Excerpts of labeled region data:
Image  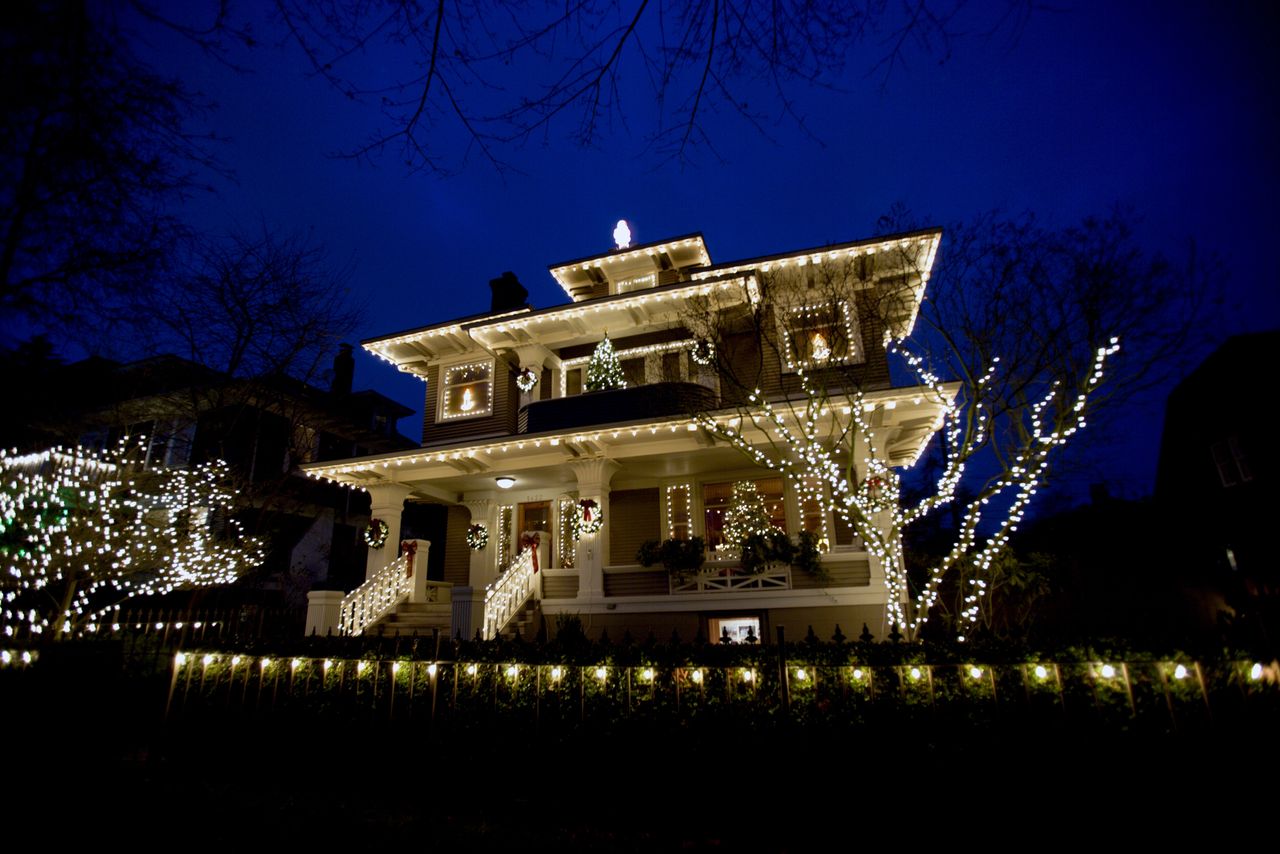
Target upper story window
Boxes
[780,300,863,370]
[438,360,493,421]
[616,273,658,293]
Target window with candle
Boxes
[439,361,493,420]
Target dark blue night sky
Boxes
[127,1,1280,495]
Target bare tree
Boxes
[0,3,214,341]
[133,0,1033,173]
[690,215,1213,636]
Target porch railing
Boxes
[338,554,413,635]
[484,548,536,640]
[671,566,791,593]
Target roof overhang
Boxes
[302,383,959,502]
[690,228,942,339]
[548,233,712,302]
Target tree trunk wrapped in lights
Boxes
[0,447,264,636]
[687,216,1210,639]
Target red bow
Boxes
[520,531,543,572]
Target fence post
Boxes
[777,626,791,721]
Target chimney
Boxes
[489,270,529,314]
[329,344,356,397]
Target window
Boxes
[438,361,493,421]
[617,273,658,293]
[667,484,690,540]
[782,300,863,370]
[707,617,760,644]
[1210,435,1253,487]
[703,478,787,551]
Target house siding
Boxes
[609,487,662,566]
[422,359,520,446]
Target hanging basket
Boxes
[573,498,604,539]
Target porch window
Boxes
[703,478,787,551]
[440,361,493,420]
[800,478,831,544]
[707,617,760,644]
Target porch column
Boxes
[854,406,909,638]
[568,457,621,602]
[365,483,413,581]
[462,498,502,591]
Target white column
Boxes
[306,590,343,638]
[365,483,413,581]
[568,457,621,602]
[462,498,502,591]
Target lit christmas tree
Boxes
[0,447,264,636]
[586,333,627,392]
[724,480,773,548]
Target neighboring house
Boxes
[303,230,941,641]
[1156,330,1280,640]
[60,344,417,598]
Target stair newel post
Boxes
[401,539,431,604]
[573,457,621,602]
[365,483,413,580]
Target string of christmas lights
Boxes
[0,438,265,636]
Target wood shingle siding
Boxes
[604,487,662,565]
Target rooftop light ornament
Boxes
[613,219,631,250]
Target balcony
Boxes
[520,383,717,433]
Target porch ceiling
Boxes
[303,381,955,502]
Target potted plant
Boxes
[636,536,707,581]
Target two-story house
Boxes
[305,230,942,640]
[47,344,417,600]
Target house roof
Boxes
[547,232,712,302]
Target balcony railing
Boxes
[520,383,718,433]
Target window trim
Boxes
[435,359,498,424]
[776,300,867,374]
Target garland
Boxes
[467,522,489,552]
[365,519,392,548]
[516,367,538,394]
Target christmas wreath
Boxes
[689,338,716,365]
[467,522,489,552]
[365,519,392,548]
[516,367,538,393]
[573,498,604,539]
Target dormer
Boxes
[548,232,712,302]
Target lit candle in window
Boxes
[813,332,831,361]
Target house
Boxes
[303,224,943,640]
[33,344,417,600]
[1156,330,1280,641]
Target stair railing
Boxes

What needs to be done: Could you rename each "porch" in the records to "veranda" and give all the records again with nothing else changed, leaving out the pictures?

Result:
Image  
Target upper story window
Boxes
[780,300,863,370]
[438,360,493,421]
[616,273,658,293]
Target window with candle
Boxes
[439,361,493,420]
Target dark blue night sky
Boxes
[127,1,1280,495]
Target bare tree
Boxes
[0,3,214,341]
[133,0,1033,173]
[690,215,1213,636]
Target veranda railing
Boxes
[338,554,413,635]
[484,548,536,640]
[671,566,791,593]
Target roof overhang
Boxes
[302,383,959,502]
[690,228,942,339]
[548,233,712,302]
Target tree trunk wrapped in lights
Boxes
[0,447,264,636]
[687,216,1210,639]
Target red bow
Boxes
[520,531,543,572]
Target fence post
Boxes
[777,626,791,721]
Target chimney
Boxes
[489,270,529,314]
[329,344,356,397]
Target window
Boxes
[438,361,493,421]
[617,273,658,293]
[667,484,690,540]
[782,300,863,370]
[707,617,760,644]
[1210,435,1253,487]
[703,478,787,551]
Target house siding
Boxes
[609,487,662,566]
[422,359,520,446]
Target hanging basket
Boxes
[573,498,604,539]
Target veranda window
Boxes
[703,478,787,551]
[440,361,493,420]
[800,478,831,544]
[707,617,760,644]
Target veranda column
Boxes
[854,406,909,638]
[568,457,621,602]
[365,483,413,581]
[462,498,502,591]
Target white column
Boxes
[306,590,343,638]
[365,483,413,581]
[568,457,621,602]
[462,498,502,591]
Target lit christmas tree
Boxes
[0,447,264,636]
[586,333,627,392]
[724,480,773,548]
Target neighboring house
Boxes
[303,230,941,641]
[1156,330,1280,640]
[60,344,417,598]
Target stair newel post
Boxes
[401,539,431,604]
[573,457,621,602]
[365,483,413,580]
Target string of christmas lights
Boxes
[0,438,265,636]
Target wood shingle siding
Boxes
[604,487,662,565]
Target rooftop light ornament
Boxes
[613,219,631,250]
Target balcony
Boxes
[520,383,717,433]
Target veranda ceiling
Boxes
[303,381,955,502]
Target potted plant
Boxes
[636,536,707,581]
Target two-story house
Boxes
[305,230,942,640]
[47,344,417,600]
Target house roof
Boxes
[547,232,712,302]
Target balcony railing
Boxes
[520,383,718,433]
Target window trim
Boxes
[435,359,498,424]
[776,300,867,374]
Target garland
Boxes
[467,522,489,552]
[365,519,392,548]
[516,367,538,394]
Target christmas wreath
Boxes
[689,338,716,365]
[467,522,489,552]
[365,519,392,548]
[516,367,538,393]
[573,498,604,539]
Target dormer
Boxes
[548,232,712,302]
Target lit candle in window
Boxes
[813,332,831,361]
Target house
Boxes
[303,224,943,640]
[33,344,417,600]
[1156,330,1280,641]
Target stair railing
Boxes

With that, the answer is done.